No great surprises on the market front. With the holiday season approaching everything is holding pretty steady.
This morning CNN Money led with this headline: ‘Alan Greenspan calls the job of being America’s top central banker “torture”’.
We weep for you Alan.
What about the torture inflicted on the poor savers by his successors near zero interest rate policy? What about the torture yield hungry investors are going to face when a good chunk of those junk bonds they’ve been forced to invest into blow up next year?
When things do go pear-shaped, investors will have another sort of torture in mind for America’s top central banker. Hung, drawn and quartered comes to mind.
Speaking of headlines, an experienced journalist once told me to keep an eye on the page six stories because they can end up on the front page.
The thinking is that there’s either not enough ‘meat’ or public interest in the story to warrant front page billing…yet.
But sometimes the topic gathers momentum or new data is revealed, and the story works its way into a major headline.
There’s a few stories of late that aren’t on the front page, but as the economic squeeze turns into a vice I expect they’ll become front and centre in the public consciousness.

TASK BRIEF
List each kind of torture that the market commentary mentions, and say who suffers it. The lines after this point have no connection to the market commentary.

GIVEN INFORMATION

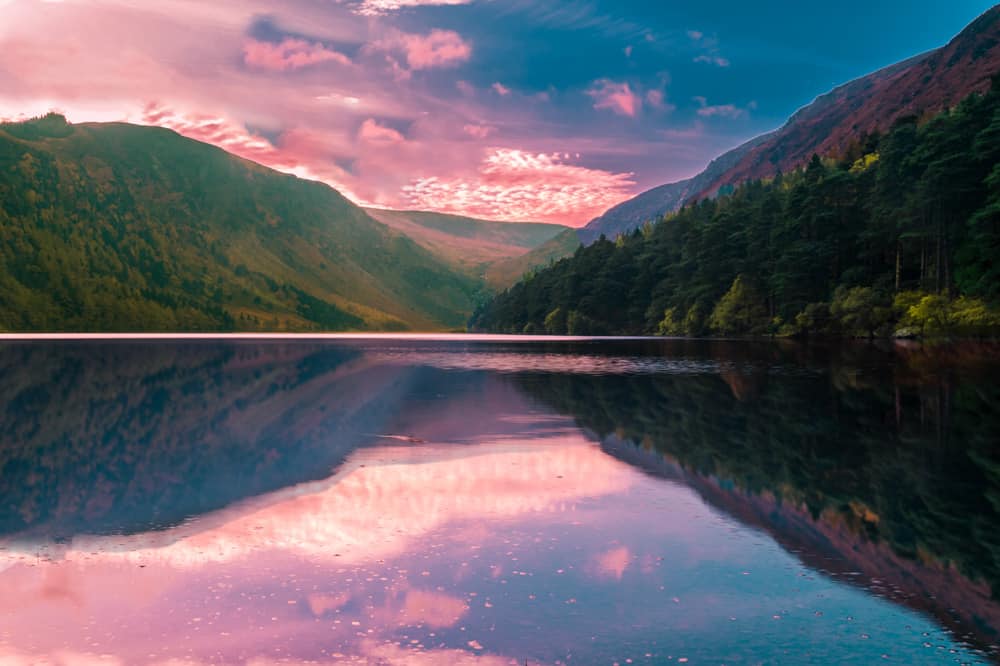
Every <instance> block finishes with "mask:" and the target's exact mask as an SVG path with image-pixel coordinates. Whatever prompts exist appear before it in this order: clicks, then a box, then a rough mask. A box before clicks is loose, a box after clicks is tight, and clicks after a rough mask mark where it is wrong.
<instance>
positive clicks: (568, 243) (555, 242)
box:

WRITTEN SOLUTION
- The job of being America's top central banker, which Alan Greenspan calls "torture"
- The torture that his successors' near zero interest rate policy inflicts on poor savers
- The torture that yield hungry investors will face when many of their junk bonds blow up next year
- Being hung, drawn and quartered, which investors will have in mind for America's top central banker when things go pear-shaped